SHORT EXERCISE => In the data visualization passage below, explain why the Tableau Viz Gallery is recommended even though Tableau is not used in the workshop. Respond in one to three sentences.

───── QUOTED PASSAGE ─────

Accessibility Consider how your data visualization design would be viewed by a variety of people. Text font and size for legends and axis labels should be clear and not too small. Try not to rely only on color to distinguish groups (e.g., lines can be dashed or dotted), or pick colors/hues that are distinguishable by people who are colorblind. Include alternative text descriptions that can be read aloud by a screen reader.

For more information on design principles and the visual hierarchy of elements, check out this article. Size, color, contrast, alignment, repetition, proximity, whitespace, and texture can all be used to draw focus to particular visual elements.

Your Turn!

One of the best ways to get into data visualization is to get inspired from some of the amazing data visualizations that already exist!

We have two websites with a variety of data visualization examples.

  • R Graph Gallery Includes many examples of data visualizations created in R. These also include tutorials/R Code used to make them. These examples go beyond what we will cover in this workshop, but serve as great inspiration for how much you can do in R!

  • Tableau Viz Gallery Includes examples created with the platform Tableau. This is a proprietary (paid) platform which we are not using in this workshop, but this gallery still has some great examples to help inspire your data visualization creativity!

───── EXTRACTED MATERIAL ─────

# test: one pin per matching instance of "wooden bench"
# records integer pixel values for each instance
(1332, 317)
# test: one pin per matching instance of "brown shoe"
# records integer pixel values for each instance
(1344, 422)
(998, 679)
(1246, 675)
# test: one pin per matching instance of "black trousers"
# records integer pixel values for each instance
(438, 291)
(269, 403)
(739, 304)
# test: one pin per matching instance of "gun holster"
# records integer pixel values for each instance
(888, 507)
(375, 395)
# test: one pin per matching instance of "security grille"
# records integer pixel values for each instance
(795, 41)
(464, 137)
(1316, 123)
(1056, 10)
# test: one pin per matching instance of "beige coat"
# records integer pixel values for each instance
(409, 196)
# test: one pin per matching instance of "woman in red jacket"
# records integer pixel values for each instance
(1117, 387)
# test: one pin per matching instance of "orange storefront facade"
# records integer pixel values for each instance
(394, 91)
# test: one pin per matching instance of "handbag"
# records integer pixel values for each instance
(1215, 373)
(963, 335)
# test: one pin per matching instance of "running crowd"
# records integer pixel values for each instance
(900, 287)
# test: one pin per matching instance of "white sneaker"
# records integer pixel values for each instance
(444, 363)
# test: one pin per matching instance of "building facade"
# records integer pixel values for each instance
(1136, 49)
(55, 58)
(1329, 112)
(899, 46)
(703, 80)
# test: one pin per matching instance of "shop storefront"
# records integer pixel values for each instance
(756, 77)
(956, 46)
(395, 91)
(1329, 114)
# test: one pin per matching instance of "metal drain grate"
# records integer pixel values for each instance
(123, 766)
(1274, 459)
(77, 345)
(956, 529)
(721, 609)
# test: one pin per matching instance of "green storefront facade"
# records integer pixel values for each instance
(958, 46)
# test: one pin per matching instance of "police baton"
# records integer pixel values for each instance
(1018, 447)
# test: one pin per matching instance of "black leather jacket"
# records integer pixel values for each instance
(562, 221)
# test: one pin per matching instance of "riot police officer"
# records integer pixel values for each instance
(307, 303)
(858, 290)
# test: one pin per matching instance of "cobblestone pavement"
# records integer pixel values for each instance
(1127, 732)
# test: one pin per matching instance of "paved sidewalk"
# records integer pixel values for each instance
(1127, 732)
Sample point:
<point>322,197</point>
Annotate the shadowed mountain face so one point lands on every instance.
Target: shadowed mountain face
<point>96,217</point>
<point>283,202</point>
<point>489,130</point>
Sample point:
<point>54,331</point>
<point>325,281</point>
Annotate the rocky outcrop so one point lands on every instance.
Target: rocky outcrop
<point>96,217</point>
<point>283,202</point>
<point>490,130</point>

─────

RIGHT ANSWER => Tableau is a proprietary, paid platform that the workshop does not use. The passage still recommends its gallery because it contains great examples that can help inspire creativity in data visualization.